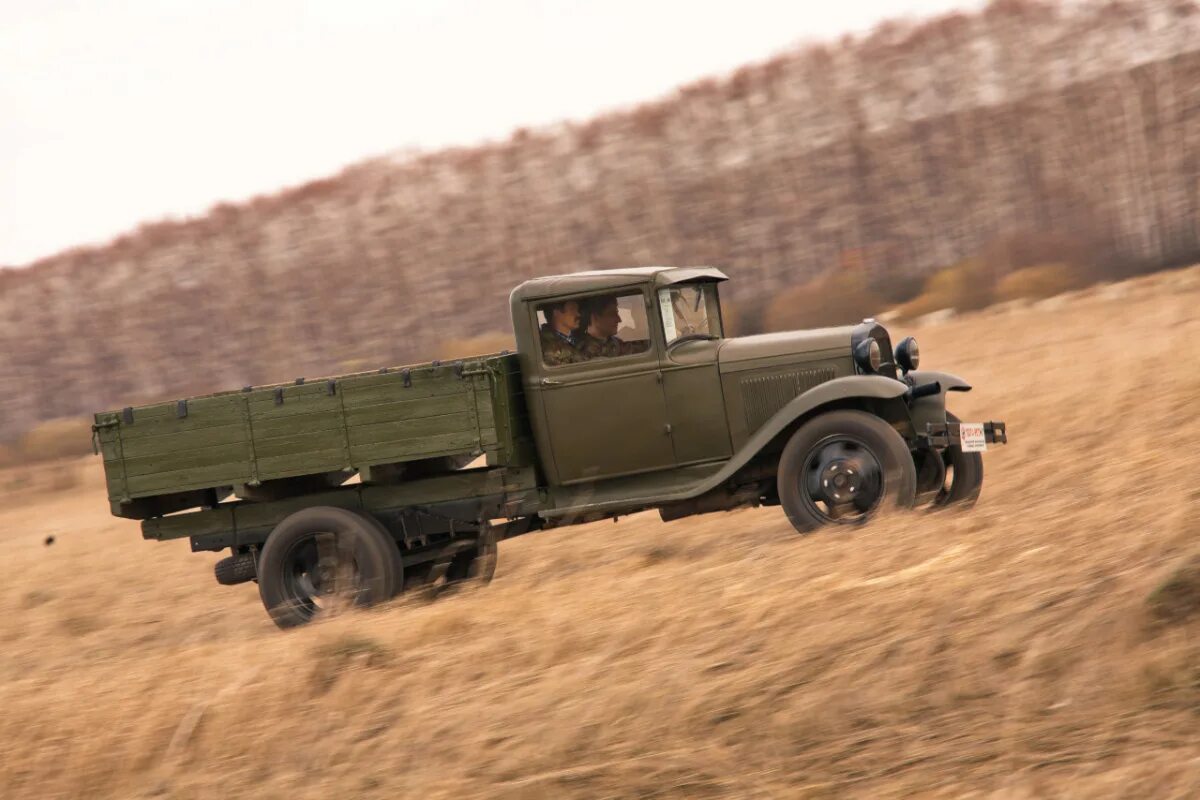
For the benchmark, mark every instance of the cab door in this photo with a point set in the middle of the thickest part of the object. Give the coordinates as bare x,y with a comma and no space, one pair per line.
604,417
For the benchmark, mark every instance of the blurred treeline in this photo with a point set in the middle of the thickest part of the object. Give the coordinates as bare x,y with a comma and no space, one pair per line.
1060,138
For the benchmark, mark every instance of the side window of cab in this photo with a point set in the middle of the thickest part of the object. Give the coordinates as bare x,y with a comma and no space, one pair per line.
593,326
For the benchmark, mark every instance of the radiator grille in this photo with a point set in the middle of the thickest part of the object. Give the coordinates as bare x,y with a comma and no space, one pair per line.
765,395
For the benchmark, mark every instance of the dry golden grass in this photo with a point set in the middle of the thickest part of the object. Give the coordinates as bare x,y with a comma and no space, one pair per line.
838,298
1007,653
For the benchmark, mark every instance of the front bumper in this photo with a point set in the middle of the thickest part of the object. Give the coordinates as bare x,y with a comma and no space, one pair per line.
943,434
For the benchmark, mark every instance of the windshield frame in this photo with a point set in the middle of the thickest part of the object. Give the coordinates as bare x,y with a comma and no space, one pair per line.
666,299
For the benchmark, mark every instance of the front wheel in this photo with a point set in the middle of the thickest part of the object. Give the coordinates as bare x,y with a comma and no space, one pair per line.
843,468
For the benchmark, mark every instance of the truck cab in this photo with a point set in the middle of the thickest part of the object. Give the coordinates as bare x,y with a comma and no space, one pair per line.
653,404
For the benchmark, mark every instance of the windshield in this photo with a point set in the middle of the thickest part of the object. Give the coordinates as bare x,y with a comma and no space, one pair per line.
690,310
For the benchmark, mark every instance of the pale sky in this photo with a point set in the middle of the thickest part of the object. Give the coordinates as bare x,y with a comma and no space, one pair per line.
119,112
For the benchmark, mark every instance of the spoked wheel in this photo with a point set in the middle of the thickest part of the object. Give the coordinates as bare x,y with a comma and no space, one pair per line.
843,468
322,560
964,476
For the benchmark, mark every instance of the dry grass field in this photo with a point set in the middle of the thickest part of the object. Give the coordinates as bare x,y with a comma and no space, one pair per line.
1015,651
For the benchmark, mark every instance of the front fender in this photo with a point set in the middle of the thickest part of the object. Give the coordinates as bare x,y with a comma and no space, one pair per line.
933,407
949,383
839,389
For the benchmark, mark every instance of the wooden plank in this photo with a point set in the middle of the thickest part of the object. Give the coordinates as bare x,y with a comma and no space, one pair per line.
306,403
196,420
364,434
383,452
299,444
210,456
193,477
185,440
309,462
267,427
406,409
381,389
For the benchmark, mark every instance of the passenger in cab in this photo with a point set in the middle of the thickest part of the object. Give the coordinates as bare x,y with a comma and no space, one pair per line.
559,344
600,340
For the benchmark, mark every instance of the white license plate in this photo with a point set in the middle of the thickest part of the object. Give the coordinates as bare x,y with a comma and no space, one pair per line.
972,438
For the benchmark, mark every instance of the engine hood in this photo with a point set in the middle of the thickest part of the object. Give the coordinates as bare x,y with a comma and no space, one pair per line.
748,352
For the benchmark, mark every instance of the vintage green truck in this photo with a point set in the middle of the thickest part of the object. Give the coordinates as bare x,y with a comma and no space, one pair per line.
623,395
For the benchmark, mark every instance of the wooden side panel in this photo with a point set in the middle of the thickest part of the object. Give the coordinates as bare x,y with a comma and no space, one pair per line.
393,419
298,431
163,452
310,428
+ + + +
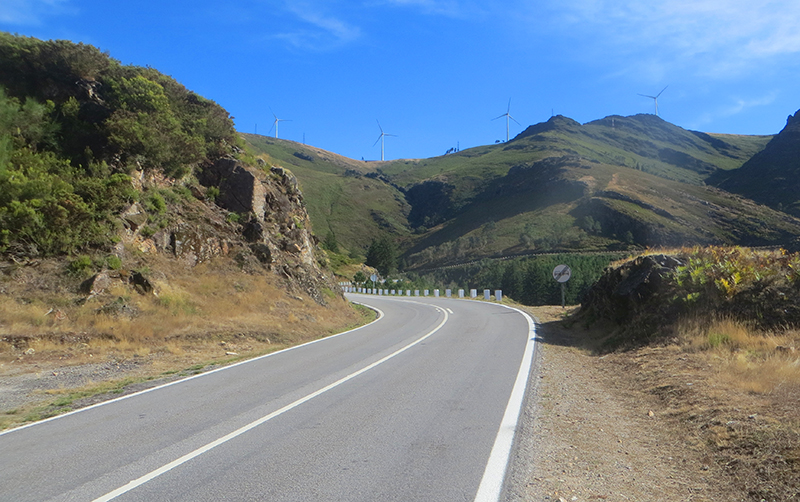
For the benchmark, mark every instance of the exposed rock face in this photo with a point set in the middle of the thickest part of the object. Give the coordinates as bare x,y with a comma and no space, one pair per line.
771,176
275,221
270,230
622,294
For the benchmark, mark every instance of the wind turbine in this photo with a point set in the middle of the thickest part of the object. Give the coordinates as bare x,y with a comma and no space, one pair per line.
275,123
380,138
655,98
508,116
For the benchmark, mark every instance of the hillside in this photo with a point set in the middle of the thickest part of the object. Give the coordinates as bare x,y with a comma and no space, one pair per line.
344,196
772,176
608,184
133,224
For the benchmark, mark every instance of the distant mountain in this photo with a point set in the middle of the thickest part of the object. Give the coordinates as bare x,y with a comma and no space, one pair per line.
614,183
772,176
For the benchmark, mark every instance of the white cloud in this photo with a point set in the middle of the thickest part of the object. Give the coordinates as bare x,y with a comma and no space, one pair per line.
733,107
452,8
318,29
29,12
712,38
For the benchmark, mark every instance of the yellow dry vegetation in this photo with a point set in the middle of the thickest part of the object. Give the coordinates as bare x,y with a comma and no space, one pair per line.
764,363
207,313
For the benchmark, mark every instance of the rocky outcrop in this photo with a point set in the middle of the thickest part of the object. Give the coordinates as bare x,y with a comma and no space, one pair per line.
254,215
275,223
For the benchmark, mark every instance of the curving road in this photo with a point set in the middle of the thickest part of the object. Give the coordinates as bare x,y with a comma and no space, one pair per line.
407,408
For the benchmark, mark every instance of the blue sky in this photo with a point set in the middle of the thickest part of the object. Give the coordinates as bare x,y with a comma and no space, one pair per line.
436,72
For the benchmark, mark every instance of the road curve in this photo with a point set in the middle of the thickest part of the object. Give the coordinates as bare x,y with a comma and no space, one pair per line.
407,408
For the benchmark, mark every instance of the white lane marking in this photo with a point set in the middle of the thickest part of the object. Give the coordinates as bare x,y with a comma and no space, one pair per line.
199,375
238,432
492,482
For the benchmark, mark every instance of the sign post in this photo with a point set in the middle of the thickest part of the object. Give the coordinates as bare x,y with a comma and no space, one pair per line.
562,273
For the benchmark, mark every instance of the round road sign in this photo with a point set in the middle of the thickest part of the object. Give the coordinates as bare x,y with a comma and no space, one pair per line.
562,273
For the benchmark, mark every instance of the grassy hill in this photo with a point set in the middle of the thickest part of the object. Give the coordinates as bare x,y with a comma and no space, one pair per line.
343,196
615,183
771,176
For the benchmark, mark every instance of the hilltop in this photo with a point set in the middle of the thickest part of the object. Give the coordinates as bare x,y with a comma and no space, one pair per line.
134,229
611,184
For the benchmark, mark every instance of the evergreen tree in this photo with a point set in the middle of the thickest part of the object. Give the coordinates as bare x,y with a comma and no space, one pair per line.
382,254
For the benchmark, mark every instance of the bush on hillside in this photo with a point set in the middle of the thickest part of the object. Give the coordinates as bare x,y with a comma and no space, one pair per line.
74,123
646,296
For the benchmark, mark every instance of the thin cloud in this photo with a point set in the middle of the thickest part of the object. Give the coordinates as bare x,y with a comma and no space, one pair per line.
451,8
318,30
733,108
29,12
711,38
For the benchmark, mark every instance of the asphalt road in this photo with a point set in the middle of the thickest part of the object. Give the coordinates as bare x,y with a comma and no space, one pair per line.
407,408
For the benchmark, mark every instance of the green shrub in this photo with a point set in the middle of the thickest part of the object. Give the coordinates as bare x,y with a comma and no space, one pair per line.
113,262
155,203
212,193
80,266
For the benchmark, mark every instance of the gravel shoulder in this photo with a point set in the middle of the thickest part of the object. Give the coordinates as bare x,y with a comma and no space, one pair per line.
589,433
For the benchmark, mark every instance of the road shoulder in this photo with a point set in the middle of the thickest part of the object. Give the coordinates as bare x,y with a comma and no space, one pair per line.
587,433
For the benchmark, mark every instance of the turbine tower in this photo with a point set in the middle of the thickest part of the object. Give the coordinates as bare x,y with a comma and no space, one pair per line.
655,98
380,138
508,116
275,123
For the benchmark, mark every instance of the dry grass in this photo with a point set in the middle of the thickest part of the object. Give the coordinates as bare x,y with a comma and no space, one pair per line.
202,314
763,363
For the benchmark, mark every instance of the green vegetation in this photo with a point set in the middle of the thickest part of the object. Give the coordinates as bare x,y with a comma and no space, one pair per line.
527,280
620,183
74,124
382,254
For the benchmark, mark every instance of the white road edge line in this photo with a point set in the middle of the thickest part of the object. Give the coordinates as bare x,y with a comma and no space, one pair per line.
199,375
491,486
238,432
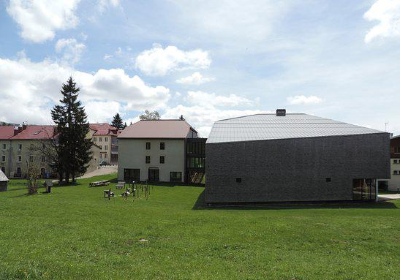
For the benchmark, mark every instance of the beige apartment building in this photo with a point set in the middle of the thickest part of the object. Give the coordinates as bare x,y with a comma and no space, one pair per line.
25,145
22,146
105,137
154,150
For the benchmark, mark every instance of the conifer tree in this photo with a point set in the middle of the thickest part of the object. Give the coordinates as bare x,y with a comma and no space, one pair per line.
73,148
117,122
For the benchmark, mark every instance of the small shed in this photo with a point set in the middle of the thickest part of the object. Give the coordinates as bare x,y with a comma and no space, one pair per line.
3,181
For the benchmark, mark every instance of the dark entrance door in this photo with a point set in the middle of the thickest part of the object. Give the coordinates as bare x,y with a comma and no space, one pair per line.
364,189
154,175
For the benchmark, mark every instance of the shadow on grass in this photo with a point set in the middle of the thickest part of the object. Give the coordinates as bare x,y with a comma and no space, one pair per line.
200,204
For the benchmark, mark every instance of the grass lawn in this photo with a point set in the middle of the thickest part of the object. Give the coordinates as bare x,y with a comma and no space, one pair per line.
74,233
+ + + +
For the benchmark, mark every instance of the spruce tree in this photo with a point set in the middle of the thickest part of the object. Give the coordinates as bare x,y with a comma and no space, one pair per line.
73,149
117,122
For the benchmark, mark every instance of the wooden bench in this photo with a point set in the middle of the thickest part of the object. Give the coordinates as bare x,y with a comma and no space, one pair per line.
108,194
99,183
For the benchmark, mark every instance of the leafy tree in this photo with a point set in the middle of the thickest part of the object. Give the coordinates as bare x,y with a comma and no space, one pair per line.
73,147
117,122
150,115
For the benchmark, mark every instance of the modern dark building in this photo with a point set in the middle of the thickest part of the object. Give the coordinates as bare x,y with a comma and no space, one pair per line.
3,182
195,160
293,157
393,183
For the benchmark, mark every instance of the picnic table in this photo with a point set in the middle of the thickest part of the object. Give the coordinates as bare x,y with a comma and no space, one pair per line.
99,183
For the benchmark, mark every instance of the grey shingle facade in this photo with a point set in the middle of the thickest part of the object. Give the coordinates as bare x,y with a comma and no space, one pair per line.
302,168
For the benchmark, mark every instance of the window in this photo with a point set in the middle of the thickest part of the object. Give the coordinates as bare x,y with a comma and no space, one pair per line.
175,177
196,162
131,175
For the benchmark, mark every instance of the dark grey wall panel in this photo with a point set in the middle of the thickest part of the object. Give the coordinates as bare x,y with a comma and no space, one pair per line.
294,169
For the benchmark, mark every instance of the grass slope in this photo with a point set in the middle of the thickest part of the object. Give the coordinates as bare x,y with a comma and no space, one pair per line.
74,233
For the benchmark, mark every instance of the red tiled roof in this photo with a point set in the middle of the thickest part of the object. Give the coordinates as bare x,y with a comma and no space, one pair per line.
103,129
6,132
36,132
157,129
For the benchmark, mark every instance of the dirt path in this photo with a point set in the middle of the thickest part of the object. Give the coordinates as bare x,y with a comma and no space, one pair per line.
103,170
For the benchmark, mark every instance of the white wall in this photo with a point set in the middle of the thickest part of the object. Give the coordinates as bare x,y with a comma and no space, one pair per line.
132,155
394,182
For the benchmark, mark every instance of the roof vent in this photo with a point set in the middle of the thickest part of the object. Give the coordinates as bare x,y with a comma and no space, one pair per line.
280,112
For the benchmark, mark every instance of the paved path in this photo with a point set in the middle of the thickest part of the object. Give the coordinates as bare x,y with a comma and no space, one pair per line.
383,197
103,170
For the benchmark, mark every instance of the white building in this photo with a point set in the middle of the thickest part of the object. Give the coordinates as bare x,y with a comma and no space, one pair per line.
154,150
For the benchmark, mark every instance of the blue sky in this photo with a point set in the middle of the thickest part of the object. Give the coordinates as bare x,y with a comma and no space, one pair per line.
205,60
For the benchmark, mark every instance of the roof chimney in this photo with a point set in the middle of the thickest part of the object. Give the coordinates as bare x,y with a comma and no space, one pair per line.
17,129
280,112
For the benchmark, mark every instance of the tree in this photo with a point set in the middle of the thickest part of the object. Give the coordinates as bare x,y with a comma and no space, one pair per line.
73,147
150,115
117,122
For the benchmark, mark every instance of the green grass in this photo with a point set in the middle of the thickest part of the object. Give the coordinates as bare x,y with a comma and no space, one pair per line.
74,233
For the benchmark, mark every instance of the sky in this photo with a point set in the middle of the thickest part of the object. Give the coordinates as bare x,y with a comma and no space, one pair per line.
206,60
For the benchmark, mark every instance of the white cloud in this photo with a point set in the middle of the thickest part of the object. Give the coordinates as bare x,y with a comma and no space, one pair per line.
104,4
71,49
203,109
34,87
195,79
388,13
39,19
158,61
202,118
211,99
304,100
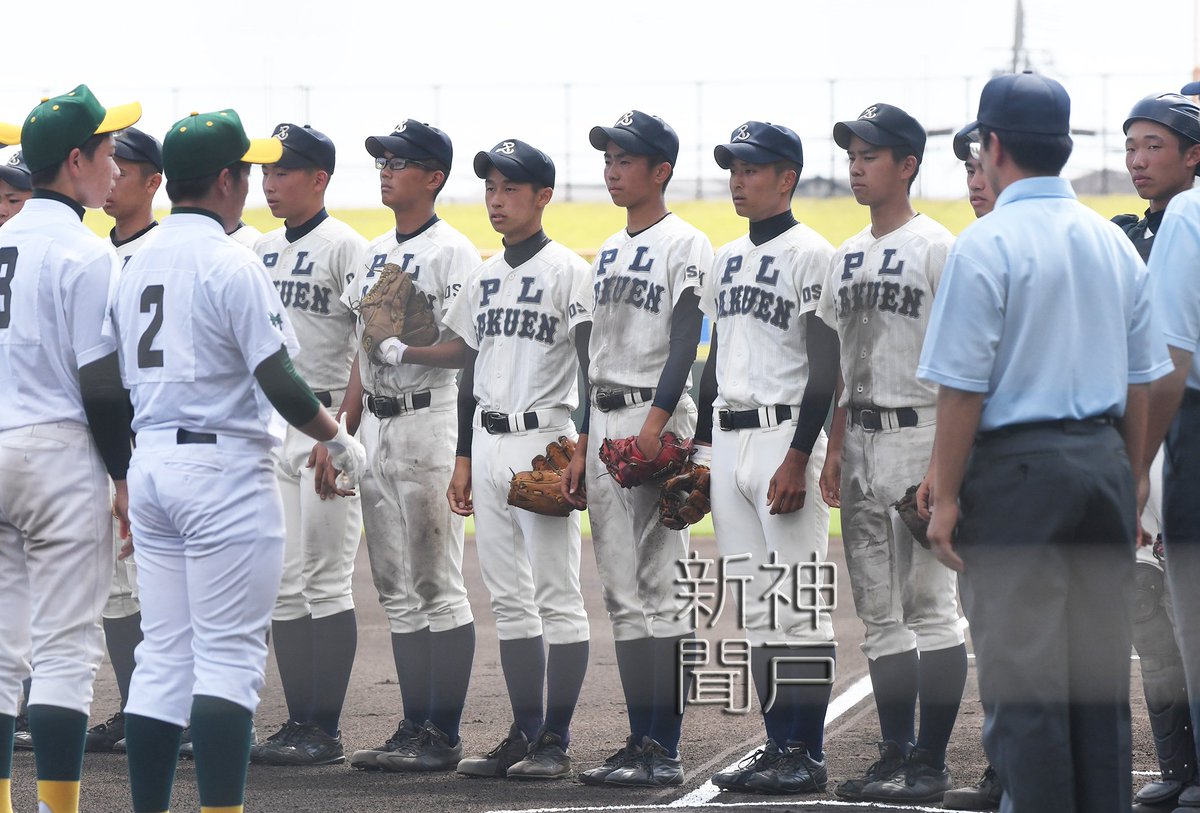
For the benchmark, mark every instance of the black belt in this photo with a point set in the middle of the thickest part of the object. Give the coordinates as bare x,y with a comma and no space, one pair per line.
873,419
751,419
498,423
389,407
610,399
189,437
+ + + +
* **EXERCISE GOAL**
Which lines in the records above contain the word "face"? Select each of them and copy it out in full.

* **RESULT**
For the benchmark, mark every instance of the exposed rock face in this photo with a point set in the middle of the thickest part of the object. Give the coordinates as bare x,y with a comma and no space, one pair per line.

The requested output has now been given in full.